## EXERCISE GOAL
Reproduce the passage from "3. Make sure" to "direct mail publication." in the inquiry form instructions below, word for word.

━━━ PAGE ━━━

When completing the inquiry form:

1. List only one question per form. You may send more than one form in an envelope.

2. Include all requested information, especially the librarian's name and office telephone number.

3. Make sure that the address label at the bottom of the form is completed clearly and correctly.

4. Forward only the white and blue copies to GPO; the pink copy is for your files. GPO will return the white copy to you with a response, unless the response is made on a correction shipping list or in Administrative Notes.

5. Do not use the inquiry form to claim titles issued on Shipping Lists. Claim procedures are outlined in Chapter 3 of the Instructions. The box marked "claim inquiry" refers to any problem you may have with a claim previously sent to GPO, or to claim a direct mail publication.

6. The "publication inquiry" category refers to any miscellaneous question regarding a publication distributed by GPO.

Additional copies of the "Depository Library Inquiry Form" may be requested by writing to:

U.S. Government Printing Office
Library Programs Service (SLLA)

━━━ ROWS ━━━

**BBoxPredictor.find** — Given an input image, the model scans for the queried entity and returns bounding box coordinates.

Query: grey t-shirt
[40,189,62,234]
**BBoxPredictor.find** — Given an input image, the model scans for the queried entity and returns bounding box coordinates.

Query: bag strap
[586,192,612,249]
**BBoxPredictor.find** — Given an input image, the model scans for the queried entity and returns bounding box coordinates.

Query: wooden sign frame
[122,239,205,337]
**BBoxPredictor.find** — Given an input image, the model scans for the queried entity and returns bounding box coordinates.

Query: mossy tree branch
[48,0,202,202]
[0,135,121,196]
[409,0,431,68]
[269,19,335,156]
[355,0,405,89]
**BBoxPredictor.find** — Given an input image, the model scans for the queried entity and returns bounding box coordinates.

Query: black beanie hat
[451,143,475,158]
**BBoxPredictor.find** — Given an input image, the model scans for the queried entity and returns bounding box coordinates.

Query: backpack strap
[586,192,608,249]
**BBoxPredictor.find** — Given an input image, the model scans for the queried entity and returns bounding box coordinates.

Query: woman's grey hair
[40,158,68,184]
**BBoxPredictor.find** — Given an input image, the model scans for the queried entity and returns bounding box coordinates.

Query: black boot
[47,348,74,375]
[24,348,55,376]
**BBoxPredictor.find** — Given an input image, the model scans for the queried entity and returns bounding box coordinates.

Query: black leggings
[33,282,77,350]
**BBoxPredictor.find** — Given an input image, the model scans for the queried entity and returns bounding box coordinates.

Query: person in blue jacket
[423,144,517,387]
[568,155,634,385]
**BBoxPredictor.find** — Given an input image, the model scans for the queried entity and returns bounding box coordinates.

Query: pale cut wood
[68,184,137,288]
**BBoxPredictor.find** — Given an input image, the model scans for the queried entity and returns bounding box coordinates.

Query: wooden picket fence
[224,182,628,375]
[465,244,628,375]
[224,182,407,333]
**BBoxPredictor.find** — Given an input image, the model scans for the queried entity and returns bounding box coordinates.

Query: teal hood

━━━

## FINAL RESULT
3. Make sure that the address label at the bottom of the form is completed clearly and correctly.

4. Forward only the white and blue copies to GPO; the pink copy is for your files. GPO will return the white copy to you with a response, unless the response is made on a correction shipping list or in Administrative Notes.

5. Do not use the inquiry form to claim titles issued on Shipping Lists. Claim procedures are outlined in Chapter 3 of the Instructions. The box marked "claim inquiry" refers to any problem you may have with a claim previously sent to GPO, or to claim a direct mail publication.